SPIELMANN Victor

Par René Gallissot

Né le 10 novembre 1866 à Bergheim (Haut-Rhin), mort le 12 janvier 1943 à Alger ; agriculteur, commerçant puis journaliste et éditeur en Algérie ; militant anti-colon, puis communiste.

Fils d’un cordonnier de Bergheim, Victor Spielmann serait arrivé en Algérie en 1871 avec des exilés alsaciens. Sa famille s’installa à Bordj Bou Arreridj, gros bourg en bordure de la Kabylie et des hautes plaines de Sétif. Il se déclara lui-même par la suite « colon ruiné, fils de colon ruiné ». Il se peut que sa famille, ou lui-même, comme beaucoup d’autres, ait échoué dans une tentative d’établissement colonial. Le Progrès de Sétif du 7 février 1897 publia une annonce légale concernant une saisie immobilière contre Victor Spielmann ; il s’agissait d’une maison, d’un lot de jardin et d’un lot rural, le tout mis à prix à 4 000 F.

- **DONNÉES ENREGISTRÉES**:
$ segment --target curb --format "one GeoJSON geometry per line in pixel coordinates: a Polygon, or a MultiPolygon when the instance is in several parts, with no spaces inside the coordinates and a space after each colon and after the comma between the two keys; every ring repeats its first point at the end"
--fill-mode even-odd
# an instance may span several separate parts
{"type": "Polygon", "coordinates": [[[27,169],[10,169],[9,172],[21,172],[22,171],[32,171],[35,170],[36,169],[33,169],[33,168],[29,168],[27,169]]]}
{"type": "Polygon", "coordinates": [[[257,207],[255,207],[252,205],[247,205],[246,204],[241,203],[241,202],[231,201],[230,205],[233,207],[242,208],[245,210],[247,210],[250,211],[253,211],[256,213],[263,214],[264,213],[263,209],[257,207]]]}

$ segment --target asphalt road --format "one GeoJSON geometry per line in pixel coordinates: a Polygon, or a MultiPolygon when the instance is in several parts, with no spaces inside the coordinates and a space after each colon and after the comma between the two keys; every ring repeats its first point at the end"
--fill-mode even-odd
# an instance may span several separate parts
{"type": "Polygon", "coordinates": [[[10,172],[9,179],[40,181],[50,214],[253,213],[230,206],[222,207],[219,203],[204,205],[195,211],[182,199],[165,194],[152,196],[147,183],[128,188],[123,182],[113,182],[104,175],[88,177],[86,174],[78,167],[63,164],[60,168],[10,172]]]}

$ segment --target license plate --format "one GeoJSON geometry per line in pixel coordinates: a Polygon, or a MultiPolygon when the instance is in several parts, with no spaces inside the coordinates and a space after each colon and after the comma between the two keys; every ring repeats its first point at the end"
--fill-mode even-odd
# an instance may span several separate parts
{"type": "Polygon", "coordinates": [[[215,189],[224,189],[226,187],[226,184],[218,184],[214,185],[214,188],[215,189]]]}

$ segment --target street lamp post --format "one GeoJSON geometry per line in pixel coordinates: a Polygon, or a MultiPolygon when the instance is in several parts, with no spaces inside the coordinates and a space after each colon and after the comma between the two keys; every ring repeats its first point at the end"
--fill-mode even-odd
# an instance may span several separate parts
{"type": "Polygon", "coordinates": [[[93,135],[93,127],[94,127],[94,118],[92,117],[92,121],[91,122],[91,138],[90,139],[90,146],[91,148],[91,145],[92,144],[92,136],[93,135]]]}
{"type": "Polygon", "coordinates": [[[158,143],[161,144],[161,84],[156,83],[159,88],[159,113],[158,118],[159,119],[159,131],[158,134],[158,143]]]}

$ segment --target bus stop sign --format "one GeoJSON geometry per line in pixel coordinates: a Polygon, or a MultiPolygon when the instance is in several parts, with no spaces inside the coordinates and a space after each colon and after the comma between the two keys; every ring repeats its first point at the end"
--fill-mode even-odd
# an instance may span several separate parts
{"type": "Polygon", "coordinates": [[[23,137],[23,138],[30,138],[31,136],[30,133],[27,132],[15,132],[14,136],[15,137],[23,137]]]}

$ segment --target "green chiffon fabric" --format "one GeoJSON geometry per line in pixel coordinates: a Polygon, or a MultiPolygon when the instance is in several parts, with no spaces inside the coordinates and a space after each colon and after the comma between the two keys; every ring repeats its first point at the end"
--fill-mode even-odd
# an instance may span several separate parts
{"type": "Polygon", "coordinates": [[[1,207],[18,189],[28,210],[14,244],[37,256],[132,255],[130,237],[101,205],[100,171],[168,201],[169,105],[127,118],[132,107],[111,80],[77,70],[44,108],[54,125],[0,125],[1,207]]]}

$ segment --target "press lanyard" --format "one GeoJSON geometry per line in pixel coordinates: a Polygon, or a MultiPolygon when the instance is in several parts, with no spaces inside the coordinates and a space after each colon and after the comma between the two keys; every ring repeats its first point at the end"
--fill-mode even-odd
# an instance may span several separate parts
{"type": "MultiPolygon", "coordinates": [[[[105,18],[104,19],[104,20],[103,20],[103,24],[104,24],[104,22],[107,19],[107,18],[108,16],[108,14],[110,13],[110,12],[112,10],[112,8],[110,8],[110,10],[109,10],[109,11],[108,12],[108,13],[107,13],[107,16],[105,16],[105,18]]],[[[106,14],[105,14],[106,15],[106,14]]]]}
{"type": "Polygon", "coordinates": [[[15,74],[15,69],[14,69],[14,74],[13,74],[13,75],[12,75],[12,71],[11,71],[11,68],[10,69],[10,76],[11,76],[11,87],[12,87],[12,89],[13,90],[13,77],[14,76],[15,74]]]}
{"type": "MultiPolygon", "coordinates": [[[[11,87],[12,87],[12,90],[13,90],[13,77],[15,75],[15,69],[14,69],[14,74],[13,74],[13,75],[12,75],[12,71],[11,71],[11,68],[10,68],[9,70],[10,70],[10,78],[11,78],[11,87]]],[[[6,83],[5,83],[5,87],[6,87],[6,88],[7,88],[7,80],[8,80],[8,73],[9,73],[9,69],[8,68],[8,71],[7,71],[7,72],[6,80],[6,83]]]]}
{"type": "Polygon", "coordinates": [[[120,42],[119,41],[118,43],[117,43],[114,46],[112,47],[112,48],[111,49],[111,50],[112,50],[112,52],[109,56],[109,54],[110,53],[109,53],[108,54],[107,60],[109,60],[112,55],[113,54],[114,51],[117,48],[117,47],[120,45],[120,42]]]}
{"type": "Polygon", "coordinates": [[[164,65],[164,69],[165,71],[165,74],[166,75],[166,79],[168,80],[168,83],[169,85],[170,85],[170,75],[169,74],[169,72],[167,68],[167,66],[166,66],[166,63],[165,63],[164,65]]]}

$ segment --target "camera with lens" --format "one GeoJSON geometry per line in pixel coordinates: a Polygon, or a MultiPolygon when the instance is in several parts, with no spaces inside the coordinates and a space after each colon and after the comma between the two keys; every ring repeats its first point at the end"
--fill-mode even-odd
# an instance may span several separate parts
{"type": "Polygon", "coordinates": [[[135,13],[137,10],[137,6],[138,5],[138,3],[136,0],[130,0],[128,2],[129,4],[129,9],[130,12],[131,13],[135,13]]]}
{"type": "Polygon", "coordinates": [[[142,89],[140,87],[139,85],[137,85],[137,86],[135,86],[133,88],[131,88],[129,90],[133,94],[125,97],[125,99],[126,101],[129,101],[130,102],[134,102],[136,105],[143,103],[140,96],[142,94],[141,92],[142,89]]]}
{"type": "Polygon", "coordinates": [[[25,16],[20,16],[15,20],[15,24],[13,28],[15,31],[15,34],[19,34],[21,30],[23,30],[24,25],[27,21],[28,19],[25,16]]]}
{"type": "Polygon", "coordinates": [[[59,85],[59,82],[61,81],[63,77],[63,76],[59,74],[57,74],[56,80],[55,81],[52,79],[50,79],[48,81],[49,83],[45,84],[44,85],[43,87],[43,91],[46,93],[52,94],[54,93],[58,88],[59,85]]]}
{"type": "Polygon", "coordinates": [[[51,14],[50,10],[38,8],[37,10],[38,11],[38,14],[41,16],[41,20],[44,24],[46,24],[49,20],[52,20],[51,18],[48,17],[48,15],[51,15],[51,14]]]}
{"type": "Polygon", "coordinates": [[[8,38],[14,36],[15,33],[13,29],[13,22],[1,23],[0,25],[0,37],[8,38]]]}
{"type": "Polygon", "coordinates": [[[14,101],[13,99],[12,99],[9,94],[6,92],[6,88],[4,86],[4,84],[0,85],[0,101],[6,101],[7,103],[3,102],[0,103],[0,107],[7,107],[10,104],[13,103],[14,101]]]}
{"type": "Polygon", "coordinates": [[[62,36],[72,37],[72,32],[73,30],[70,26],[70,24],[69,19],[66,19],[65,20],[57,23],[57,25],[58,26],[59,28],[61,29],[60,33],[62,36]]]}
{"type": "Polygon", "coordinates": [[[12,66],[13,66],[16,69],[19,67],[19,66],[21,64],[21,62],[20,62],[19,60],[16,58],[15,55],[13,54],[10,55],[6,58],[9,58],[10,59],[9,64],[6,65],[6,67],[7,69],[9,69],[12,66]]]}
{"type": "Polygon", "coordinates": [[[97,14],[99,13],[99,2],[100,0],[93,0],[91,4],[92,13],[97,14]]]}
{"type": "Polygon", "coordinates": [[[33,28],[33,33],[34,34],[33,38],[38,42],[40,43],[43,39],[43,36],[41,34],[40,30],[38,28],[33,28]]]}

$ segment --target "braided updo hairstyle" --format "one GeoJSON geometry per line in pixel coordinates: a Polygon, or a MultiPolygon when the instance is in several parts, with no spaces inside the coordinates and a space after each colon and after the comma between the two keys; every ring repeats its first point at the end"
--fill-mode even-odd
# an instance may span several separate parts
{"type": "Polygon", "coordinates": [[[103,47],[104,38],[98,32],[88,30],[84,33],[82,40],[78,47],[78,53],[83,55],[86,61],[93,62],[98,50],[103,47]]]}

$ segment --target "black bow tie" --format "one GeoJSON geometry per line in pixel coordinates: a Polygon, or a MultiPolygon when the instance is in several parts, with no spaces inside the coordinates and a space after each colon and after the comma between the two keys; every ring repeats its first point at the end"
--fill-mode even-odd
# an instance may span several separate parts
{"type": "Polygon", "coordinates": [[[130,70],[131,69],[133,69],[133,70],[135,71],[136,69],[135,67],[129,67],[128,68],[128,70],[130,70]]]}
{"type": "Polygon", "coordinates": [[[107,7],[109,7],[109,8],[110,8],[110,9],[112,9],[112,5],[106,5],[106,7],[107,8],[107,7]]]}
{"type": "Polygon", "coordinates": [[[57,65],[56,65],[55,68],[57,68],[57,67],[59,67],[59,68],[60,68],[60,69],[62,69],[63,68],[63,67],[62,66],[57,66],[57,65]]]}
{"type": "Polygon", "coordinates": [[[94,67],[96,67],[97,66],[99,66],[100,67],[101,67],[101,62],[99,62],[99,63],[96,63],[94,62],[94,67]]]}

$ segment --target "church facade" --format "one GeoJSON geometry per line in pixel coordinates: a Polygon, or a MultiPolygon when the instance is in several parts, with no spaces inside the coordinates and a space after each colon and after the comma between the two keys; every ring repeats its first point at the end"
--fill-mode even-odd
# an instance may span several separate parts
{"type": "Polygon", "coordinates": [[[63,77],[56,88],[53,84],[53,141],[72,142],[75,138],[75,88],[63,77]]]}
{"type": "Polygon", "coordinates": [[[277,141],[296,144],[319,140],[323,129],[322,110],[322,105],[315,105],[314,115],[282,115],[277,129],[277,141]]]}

- **TRAVAIL DEMANDÉ**:
Pour chacune des affirmations ci-dessous, indiquez si elle concorde avec la notice sur Victor Spielmann en répondant par oui ou non, et citez les mots de la notice qui tranchent.
1. Victor Spielmann est né à Bergheim.
2. La famille de Victor Spielmann s'installa à Sétif.
3. Les biens visés par la saisie immobilière furent mis à prix à 4 000 F.

- **RÉPONSE**:
1. Oui : « Né le 10 novembre 1866 à Bergheim (Haut-Rhin) ».
2. Non : « Sa famille s’installa à Bordj Bou Arreridj ».
3. Oui : « le tout mis à prix à 4 000 F ».